Given request 1:
Collect every row that contains the word "lantern" from the rows that follow the forum thread on Bruckner's Fifth below.

Excerpted text:
▶

# Bruckner's fifth



## beetzart (Dec 30, 2009)

I neglected it for too long. What an amazing piece of music an top of my favourite Bruckner symphonies for the time being. 

Overall I've been pretty much addicted to his music for over 18 months.


----------



## Cygnenoir (Dec 21, 2011)

Yeah, the 5th is a masterpiece, together with the 8th and 9th. Bruckner wrote better scherzos than Mahler, but I think the latter wrote better symphonies overall.


----------



## Mahlerian (Nov 27, 2012)

berghansson said:


> Yeah, the 5th is a masterpiece, together with the 8th and 9th. Bruckner wrote better scherzos than Mahler, but I think the latter wrote better symphonies overall.


I've always felt the Scherzo of Bruckner's Fifth is its one (rather minor) weakness. The full da capo repeat after the rather short (if charming) trio makes the whole thing feel overlong and a little repetitive.

But yes, Bruckner's Fifth is (along with the other two listed above) one of his three symphonies that are successful in their entirety. The finale does not suffer at all in comparison with the other movements, each of which is excellent, and the whole work is interconnected with cyclical motifs in a completely organic fashion.


----------



## Andreas (Apr 27, 2012)

I think the 5th was a key moment for Bruckner, because while/after composing it, he revised nos. 3 and 4 as well and took out some of their wilder, edgier elements. To my ears, he tamed, streamlined them, that is, made them fit the almost classicist approach of the 5th. Personally, I think he did well in doing so.

But not only that, I think working on the 5th Bruckner found his true self, musically speaking. From the 5th onwards, he never felt the urge or the need to revise his symphonies once they were done. Hence no "versions problem" with nos. 5, 6 and 7. (He did revise the 8th, but that's because he was forced to do it.)

My first encounter with the 5th was the Thielemann recording with the Munich Philharmonic. He's one of the conductors who play out the Adagio to its full effect, streching it to 20 minutes and proving that it can be on par with the Adagios of nos. 7, 8 and 9.


----------



## Mahlerian (Nov 27, 2012)

◀

Given request 2:
Extend the forum thread on Bruckner's Fifth above, picking up from the point at which it stops.

The records:
▶

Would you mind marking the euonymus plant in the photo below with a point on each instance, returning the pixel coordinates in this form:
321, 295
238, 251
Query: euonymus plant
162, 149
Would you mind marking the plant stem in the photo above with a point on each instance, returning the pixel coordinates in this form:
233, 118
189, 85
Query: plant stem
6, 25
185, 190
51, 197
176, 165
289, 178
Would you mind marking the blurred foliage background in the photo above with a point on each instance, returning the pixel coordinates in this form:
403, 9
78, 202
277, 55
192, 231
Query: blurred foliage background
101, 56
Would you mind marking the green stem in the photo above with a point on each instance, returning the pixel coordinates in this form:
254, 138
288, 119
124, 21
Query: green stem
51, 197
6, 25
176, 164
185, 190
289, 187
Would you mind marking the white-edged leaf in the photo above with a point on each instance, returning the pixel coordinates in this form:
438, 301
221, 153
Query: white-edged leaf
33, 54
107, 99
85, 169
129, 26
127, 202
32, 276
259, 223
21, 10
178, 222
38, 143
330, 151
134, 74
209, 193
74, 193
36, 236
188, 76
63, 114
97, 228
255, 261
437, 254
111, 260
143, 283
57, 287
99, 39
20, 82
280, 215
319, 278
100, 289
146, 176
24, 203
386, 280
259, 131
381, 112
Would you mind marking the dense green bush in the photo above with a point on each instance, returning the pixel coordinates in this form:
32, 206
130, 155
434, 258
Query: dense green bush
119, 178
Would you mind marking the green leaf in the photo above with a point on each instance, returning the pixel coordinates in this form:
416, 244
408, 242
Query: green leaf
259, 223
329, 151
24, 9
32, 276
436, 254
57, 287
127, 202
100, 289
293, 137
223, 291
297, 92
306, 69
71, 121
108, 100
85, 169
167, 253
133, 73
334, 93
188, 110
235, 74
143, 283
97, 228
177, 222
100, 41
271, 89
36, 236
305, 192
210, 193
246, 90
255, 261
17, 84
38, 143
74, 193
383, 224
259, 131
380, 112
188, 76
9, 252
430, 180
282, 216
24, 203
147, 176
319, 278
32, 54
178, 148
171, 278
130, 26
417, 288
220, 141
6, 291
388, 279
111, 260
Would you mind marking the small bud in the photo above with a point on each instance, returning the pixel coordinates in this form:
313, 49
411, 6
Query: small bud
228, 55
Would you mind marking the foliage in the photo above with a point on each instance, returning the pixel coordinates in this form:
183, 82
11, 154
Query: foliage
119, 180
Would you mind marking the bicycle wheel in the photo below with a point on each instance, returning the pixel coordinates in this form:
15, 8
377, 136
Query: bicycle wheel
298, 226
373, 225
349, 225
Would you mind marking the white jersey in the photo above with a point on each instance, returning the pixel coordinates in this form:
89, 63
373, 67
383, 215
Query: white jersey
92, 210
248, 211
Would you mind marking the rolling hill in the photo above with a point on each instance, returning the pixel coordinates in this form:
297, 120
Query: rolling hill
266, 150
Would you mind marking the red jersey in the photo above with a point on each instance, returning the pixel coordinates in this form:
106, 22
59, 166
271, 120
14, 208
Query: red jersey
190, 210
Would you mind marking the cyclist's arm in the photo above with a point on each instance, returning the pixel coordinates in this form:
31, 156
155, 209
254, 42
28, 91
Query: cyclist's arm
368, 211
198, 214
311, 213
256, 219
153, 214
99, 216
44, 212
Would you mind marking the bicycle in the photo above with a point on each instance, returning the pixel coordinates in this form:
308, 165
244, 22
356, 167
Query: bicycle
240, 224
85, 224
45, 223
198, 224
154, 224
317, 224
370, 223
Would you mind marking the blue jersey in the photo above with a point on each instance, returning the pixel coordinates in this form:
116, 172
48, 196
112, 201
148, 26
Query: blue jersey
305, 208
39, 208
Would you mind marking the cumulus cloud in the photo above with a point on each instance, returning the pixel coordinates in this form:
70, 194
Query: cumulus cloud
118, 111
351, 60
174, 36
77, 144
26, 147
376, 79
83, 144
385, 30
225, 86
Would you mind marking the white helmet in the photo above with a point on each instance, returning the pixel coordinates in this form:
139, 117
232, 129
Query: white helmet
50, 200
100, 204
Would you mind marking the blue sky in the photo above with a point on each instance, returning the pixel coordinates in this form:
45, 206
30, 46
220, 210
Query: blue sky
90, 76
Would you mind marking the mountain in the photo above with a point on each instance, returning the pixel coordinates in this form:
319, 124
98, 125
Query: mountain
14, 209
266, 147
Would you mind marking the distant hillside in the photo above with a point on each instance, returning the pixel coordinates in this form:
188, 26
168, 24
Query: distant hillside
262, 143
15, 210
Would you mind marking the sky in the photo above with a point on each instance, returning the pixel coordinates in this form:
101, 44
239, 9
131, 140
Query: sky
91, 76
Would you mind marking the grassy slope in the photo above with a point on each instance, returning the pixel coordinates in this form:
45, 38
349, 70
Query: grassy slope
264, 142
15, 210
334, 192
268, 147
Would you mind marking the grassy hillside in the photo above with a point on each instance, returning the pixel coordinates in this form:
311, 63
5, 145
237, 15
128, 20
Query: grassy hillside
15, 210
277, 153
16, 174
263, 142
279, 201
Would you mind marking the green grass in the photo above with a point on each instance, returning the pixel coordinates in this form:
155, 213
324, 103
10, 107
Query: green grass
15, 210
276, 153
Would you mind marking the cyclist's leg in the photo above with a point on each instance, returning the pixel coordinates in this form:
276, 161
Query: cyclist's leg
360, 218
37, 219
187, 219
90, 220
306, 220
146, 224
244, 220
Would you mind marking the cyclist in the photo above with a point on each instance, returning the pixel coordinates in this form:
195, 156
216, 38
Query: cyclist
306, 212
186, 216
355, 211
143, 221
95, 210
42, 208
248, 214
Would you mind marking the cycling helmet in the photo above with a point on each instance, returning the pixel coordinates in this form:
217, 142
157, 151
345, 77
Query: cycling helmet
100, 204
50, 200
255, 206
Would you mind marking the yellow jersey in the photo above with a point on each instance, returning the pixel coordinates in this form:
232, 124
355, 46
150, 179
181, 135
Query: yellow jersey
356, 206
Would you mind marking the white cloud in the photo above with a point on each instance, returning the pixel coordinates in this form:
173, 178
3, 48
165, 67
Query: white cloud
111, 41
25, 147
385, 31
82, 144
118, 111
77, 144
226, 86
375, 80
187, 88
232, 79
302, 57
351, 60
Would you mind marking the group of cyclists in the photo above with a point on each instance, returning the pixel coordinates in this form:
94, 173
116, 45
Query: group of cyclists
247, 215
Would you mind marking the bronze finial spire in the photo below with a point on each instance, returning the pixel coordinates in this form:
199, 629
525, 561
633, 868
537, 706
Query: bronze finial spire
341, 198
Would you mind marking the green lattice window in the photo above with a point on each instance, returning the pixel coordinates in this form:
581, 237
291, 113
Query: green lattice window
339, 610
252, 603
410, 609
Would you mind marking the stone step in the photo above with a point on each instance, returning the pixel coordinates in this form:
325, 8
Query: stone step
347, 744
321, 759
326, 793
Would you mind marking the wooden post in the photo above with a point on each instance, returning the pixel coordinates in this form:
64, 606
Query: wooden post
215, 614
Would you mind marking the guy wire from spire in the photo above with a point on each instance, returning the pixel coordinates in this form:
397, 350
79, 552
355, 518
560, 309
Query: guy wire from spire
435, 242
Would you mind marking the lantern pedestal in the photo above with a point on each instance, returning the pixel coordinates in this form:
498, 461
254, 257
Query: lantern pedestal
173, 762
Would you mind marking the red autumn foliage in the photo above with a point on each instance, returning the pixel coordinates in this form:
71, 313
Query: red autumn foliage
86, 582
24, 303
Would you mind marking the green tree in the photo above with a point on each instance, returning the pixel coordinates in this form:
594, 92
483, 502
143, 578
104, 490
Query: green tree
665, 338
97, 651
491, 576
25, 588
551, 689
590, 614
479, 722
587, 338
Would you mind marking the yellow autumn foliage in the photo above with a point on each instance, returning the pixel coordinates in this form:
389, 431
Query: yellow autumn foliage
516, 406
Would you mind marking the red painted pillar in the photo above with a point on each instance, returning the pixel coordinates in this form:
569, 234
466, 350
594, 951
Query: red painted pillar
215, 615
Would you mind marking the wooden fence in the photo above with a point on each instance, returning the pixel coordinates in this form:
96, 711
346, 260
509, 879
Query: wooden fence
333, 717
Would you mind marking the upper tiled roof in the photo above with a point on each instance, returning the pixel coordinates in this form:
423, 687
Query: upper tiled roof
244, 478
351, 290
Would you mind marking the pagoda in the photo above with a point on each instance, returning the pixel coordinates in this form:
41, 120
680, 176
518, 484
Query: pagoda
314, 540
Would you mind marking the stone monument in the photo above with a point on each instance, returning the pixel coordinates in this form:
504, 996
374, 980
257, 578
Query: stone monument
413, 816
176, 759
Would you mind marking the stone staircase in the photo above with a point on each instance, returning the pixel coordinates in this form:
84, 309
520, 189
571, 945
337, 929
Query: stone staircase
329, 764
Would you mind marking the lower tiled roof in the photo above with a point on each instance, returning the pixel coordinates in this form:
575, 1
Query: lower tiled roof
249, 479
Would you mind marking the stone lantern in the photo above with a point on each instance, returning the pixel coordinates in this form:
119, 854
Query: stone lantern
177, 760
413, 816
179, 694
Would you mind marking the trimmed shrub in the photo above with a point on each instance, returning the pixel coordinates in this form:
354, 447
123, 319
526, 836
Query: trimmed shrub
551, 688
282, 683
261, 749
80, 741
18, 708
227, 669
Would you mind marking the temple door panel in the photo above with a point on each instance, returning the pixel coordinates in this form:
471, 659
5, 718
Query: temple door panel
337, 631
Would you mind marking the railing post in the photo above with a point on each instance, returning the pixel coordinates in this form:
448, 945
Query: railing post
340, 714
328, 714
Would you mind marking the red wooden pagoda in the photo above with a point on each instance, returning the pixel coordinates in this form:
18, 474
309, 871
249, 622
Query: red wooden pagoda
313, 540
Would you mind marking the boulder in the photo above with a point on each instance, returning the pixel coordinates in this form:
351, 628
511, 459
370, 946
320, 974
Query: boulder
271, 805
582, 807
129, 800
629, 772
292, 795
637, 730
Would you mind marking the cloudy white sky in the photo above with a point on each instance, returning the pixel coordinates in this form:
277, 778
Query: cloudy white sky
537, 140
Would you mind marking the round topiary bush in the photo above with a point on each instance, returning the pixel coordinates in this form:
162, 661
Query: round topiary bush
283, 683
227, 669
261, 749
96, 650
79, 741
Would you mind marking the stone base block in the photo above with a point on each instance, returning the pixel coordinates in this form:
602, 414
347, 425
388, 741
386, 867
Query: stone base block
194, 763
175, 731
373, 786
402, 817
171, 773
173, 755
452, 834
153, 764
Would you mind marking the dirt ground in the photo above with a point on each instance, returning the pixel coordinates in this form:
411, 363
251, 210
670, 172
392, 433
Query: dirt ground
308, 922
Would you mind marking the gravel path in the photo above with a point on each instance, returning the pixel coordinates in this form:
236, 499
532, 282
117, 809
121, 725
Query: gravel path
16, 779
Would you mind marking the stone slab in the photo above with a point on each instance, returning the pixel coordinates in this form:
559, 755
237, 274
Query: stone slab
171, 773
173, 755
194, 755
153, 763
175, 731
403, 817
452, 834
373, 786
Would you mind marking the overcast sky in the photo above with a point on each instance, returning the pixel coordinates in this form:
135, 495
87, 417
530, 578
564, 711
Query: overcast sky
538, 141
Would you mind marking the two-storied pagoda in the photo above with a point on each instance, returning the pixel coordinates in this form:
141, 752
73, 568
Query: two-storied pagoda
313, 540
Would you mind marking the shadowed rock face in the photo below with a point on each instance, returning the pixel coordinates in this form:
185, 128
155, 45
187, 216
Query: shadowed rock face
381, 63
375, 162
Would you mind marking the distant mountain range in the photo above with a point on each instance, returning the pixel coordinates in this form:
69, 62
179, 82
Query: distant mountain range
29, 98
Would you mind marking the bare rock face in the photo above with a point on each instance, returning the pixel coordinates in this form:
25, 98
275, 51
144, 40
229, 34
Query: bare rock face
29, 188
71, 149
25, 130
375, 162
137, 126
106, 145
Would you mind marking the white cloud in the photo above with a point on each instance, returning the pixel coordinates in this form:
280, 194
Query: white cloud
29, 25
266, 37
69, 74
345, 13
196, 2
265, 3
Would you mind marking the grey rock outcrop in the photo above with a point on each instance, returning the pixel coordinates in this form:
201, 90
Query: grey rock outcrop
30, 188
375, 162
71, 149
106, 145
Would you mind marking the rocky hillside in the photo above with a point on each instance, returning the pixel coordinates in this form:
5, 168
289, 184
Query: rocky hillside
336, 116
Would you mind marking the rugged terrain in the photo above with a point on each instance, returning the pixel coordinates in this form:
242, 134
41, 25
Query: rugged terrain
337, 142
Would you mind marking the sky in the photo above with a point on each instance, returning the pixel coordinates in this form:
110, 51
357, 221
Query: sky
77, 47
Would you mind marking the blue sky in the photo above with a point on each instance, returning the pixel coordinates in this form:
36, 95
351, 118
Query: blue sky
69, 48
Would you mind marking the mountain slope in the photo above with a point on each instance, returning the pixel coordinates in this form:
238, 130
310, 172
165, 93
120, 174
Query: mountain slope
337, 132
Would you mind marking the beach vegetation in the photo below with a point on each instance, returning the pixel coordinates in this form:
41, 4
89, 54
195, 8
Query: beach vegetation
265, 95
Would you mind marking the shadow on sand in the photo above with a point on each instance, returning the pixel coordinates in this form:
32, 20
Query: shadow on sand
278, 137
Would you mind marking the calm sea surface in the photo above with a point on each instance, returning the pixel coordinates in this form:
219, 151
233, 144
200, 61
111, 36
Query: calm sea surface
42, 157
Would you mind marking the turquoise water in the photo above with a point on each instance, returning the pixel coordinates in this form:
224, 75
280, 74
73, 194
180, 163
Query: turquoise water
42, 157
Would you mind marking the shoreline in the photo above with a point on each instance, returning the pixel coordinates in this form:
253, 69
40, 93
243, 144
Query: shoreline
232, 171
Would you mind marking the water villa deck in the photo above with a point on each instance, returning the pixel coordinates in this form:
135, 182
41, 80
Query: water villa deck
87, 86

◀

Right answer 1:
Would you mind marking the lantern pedestal in the photo above with a point on each instance, returning the pixel coordinates in this form:
Query: lantern pedestal
Would you mind marking the stone lantern in the photo above with a point on each instance, returning the pixel coordinates in this form:
Query: stone lantern

Right answer 2:
Andreas said:


> But not only that, I think working on the 5th Bruckner found his true self, musically speaking. From the 5th onwards, he never felt the urge or the need to revise his symphonies once they were done. Hence no "versions problem" with nos. 5, 6 and 7. (He did revise the 8th, but that's because he was forced to do it.)


False. He did revise the Fifth and Seventh, the former before the first performance (as was the case for the Third and Fourth, as well as the Eighth) and the latter after. The difference is that the original versions have not survived, because the changes were entered directly into the manuscript copies.

I agree that the Fourth benefited from the revision, but the Third ended up mangled.


----------



## Haydn man (Jan 25, 2014)

Possibly sticking my neck out here as someone who does struggle with Bruckner but would like to appreciate him more
My problem is he seems a bit 'long winded' at times, everything seeming to take an age to develop. It lacks that spontaneous quality to me. 
However I do recognise he is viewed as a great composer and I would like to try him again so can anyone recommend a version of this symphony as it is not one I have listened to for many years (only have the 7th with Karajan)
Any other Bruckner recommendations welcome


----------



## hpowders (Dec 23, 2013)

Bruckner's Fifth. You might want to try Christoph von Dohnanyi leading the Cleveland Orchestra. One CD. Excellent performance.


----------



## Mahlerian (Nov 27, 2012)

Haydn man said:


> Possibly sticking my neck out here as someone who does struggle with Bruckner but would like to appreciate him more
> My problem is he seems a bit 'long winded' at times, everything seeming to take an age to develop. It lacks that spontaneous quality to me.


You are correct. Bruckner is among the most deliberate and least spontaneous of all composers. That said, although his music can be slow-moving, there is always a reason for everything in a given movement. His structures are as solid as anything can be.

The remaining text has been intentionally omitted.